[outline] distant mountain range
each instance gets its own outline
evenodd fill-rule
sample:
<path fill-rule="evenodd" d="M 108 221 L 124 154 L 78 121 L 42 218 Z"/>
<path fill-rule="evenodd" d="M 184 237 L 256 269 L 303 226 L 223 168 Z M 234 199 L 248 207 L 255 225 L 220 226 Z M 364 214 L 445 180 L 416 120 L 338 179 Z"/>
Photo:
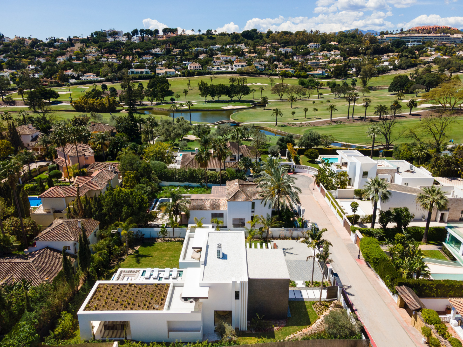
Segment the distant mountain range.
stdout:
<path fill-rule="evenodd" d="M 353 30 L 355 30 L 356 29 L 356 28 L 354 28 L 353 29 L 350 29 L 350 31 L 352 31 Z M 343 30 L 343 31 L 348 31 L 348 30 Z M 365 34 L 366 34 L 367 32 L 369 32 L 370 34 L 373 34 L 373 35 L 375 35 L 375 32 L 379 32 L 379 31 L 377 30 L 372 30 L 372 29 L 369 29 L 369 30 L 362 30 L 362 29 L 359 29 L 358 31 L 360 31 L 362 34 L 363 34 L 364 35 Z M 336 35 L 338 35 L 338 32 L 339 32 L 339 31 L 338 31 L 337 32 L 336 32 L 335 34 Z"/>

## [Brief]
Write out every row above with no changes, but leave out the picture.

## [Solution to this exercise]
[outline] distant mountain range
each instance gets its own outline
evenodd fill-rule
sample:
<path fill-rule="evenodd" d="M 108 221 L 124 154 L 78 121 L 42 218 Z"/>
<path fill-rule="evenodd" d="M 184 237 L 256 269 L 303 226 L 223 168 Z M 234 199 L 248 207 L 255 225 L 220 226 Z M 364 214 L 445 180 L 416 120 L 338 179 Z"/>
Photo:
Segment the distant mountain range.
stdout:
<path fill-rule="evenodd" d="M 353 30 L 355 30 L 356 29 L 356 28 L 354 28 L 353 29 L 350 29 L 350 31 L 352 31 Z M 343 30 L 343 31 L 348 31 L 348 30 Z M 365 34 L 366 34 L 367 32 L 369 32 L 370 34 L 373 34 L 373 35 L 375 35 L 375 32 L 379 32 L 379 31 L 377 30 L 372 30 L 372 29 L 369 29 L 369 30 L 362 30 L 362 29 L 359 29 L 358 31 L 360 31 L 362 34 L 363 34 L 364 35 Z M 336 35 L 338 35 L 338 32 L 339 32 L 339 31 L 338 31 L 337 32 L 336 32 L 335 34 Z"/>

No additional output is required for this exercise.